Extract to read =>
************

These figures illustrate the use of inductive reasoning to search for a form of representation that best fits a sociological concept. The left side depicts a standard network representation, which Levine (1972) argues cannot represent the notion that each node in a network possesses a certain sphere of influence and that a system revolves around a hidden but common center.

Levine’s article probes various graphical forms, arguing that standard network representations of connectedness are misleading because they cannot make evident the more fundamental phenomenon that around each bank there lies a sphere of influence, and the entire structure revolves about a common, but hidden, center. This is a theoretical point, similar to Burt’s development of stylized figures to make a theoretical point about structural holes. But what stands out in Levine’s article is his explicit experimentation with graphical forms to evaluate their capacity to stimulate thought about this concept. For example, to make the concept perceptible—the hidden structure of structure—he shifts from webs of points to circles and radii, and to a two dimensional projection of a three dimensional space (not shown here) on the model of cartographic representations of a globe. While the data never change, the result is a “primitive analogue to a Copernican change of reference” (Levine 1972:23). The example again is meant to illustrate a larger point, that inductive evaluation of the fitness of forms of graphical representation for the tasks we give them is a type of creative diagrammatic reasoning that can be pursued in its own terms, and to grasp and improve visual theorizing it needs to be recognized and understood as such.

************

Dataset extract =>
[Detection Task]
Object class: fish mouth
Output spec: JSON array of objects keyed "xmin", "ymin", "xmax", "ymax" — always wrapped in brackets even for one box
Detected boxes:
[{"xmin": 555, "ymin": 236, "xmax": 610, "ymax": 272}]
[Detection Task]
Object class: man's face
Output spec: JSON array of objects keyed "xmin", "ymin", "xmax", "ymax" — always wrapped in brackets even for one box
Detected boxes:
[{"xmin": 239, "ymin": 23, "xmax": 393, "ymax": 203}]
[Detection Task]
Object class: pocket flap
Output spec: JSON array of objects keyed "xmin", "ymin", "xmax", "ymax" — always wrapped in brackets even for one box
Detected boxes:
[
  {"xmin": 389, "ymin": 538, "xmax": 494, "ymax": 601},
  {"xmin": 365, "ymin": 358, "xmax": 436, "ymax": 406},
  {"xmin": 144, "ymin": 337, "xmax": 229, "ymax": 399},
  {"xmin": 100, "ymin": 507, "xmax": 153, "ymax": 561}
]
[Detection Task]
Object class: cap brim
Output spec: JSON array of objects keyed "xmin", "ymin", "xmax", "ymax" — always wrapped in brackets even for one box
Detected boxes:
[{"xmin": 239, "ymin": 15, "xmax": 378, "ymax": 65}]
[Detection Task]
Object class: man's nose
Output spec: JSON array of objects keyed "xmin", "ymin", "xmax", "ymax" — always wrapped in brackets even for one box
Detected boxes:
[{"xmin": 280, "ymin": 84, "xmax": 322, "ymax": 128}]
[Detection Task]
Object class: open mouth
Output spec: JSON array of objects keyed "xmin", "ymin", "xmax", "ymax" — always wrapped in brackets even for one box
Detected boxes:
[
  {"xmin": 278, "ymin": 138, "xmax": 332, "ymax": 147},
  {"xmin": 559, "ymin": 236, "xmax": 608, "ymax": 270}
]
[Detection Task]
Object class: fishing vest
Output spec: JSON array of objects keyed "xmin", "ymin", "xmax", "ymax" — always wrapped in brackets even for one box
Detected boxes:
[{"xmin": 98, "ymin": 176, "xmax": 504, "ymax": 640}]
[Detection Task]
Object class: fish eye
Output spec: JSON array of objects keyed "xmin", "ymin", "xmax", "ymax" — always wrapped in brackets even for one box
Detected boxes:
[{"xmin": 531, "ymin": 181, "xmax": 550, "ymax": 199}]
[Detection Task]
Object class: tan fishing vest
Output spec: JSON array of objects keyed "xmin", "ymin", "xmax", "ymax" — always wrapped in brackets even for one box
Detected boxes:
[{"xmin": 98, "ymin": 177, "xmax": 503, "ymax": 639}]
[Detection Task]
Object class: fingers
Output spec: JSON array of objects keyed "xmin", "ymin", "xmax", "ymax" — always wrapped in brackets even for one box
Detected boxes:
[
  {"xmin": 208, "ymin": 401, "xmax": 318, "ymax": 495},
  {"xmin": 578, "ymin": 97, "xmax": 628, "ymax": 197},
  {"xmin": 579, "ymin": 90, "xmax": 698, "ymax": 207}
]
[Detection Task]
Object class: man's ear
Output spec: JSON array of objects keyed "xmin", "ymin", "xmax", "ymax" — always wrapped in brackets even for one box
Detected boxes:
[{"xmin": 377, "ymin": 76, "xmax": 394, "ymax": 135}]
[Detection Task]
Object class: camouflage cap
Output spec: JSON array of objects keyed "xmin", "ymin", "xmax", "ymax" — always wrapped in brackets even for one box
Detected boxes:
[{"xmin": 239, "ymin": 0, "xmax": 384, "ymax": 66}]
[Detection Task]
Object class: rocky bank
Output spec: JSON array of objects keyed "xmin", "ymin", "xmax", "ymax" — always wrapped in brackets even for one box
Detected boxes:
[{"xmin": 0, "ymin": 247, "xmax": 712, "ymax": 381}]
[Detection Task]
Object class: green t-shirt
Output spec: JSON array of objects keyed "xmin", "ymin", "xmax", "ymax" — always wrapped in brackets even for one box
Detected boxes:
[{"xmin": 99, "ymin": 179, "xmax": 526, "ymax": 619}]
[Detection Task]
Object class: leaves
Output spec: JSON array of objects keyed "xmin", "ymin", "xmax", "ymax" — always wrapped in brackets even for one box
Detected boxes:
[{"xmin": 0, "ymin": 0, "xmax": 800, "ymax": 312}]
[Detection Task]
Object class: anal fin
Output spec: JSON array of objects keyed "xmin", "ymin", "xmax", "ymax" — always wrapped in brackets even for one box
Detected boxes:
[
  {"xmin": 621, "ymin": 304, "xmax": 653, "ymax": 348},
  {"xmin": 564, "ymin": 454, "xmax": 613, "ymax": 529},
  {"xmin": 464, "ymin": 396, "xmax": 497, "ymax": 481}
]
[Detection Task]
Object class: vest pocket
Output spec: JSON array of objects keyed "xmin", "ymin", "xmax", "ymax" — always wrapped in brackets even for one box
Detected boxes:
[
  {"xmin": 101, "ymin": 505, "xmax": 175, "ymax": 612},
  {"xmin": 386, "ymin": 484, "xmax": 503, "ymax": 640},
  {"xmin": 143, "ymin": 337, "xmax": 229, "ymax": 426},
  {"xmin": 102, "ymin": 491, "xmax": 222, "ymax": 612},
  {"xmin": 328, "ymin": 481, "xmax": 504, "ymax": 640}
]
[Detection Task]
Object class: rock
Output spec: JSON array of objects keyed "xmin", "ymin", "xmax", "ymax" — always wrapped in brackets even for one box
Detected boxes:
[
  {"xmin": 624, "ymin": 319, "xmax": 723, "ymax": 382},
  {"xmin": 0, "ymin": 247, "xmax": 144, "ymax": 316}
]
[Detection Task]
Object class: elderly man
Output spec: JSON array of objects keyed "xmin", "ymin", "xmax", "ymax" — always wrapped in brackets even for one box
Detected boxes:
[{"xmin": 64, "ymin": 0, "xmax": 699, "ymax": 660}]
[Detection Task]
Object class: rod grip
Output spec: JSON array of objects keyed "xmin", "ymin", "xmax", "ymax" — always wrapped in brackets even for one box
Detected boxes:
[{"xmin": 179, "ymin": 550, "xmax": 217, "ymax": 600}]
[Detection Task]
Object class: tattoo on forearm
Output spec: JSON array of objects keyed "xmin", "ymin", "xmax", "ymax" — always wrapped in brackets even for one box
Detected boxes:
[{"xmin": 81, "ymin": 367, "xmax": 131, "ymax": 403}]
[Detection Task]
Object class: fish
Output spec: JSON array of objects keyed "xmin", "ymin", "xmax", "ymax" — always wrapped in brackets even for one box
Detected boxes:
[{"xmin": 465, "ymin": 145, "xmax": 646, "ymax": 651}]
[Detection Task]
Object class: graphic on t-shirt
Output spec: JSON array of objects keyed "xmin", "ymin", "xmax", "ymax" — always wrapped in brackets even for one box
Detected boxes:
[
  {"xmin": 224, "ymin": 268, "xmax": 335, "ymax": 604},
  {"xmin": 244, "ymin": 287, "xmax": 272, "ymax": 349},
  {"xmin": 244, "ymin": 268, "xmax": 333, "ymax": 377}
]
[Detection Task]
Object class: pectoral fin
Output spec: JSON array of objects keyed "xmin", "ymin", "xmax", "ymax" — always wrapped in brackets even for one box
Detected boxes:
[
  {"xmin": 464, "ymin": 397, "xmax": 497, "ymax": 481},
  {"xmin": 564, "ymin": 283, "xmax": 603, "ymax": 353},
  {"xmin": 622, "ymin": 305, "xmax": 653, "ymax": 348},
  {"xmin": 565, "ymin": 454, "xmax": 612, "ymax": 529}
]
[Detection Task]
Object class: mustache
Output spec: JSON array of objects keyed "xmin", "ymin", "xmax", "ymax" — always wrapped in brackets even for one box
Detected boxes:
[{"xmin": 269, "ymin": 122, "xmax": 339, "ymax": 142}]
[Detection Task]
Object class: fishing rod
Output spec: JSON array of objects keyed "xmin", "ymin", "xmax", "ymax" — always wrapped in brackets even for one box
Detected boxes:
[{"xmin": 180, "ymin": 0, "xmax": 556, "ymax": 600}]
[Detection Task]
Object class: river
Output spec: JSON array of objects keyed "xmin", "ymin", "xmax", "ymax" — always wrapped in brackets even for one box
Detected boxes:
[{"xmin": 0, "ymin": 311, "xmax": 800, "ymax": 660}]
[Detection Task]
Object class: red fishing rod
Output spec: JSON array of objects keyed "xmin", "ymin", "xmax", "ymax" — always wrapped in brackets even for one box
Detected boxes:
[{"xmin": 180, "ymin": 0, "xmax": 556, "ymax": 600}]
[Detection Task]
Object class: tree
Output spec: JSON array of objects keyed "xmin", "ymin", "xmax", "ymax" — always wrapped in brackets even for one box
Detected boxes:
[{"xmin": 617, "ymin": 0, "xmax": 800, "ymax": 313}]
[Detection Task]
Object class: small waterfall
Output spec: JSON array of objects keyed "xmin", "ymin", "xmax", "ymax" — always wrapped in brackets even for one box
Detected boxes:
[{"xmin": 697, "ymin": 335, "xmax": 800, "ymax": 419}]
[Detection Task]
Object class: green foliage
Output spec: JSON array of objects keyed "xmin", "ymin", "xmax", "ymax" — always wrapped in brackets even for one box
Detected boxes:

************

Exercise set =>
1 - Return the part of the passage on network representation starting with "These figures illustrate" and going on through "but common center.".
2 - Please condense the paragraph of the passage on network representation that begins "Levine’s article probes various graphical forms" into a short bulleted list that keeps its main facts.
3 - Extend the passage on network representation beyond its final sentence.
The lines are separate material from the passage on network representation.

The replies =>
1 -
These figures illustrate the use of inductive reasoning to search for a form of representation that best fits a sociological concept. The left side depicts a standard network representation, which Levine (1972) argues cannot represent the notion that each node in a network possesses a certain sphere of influence and that a system revolves around a hidden but common center.

2 -
- Levine's article tests various graphical forms. It argues that standard network representations mislead because they cannot show that each bank has a sphere of influence and that the whole structure revolves around a common but hidden center.
- This is a theoretical point, similar to Burt's stylized figures on structural holes.
- What stands out is Levine's explicit experimentation with graphical forms to judge how well they stimulate thought about the concept.
- To make this hidden structure perceptible, he moves from webs of points to circles and radii. He then moves to a two-dimensional projection of a three-dimensional space, modeled on cartographic representations of a globe.
- The data never change, yet the result is a "primitive analogue to a Copernican change of reference" (Levine 1972:23).
- The larger point is that inductively evaluating how well graphical forms fit their tasks is a kind of creative diagrammatic reasoning. It must be recognized as such to grasp and improve visual theorizing.

3 -
Slotting

Levine’s article suggests that inductive theoretical reasoning with diagrams may have its own characteristic procedures and forms of creativity. These procedures operate on a different register than their deductive counterparts: the referential orientation of our diagrams, the capacity of given graphical form to represent a given phenomenon or enact a given inferential method. The referential orientation of a diagram becomes evident in what we might call its “slotting” (Figure 6).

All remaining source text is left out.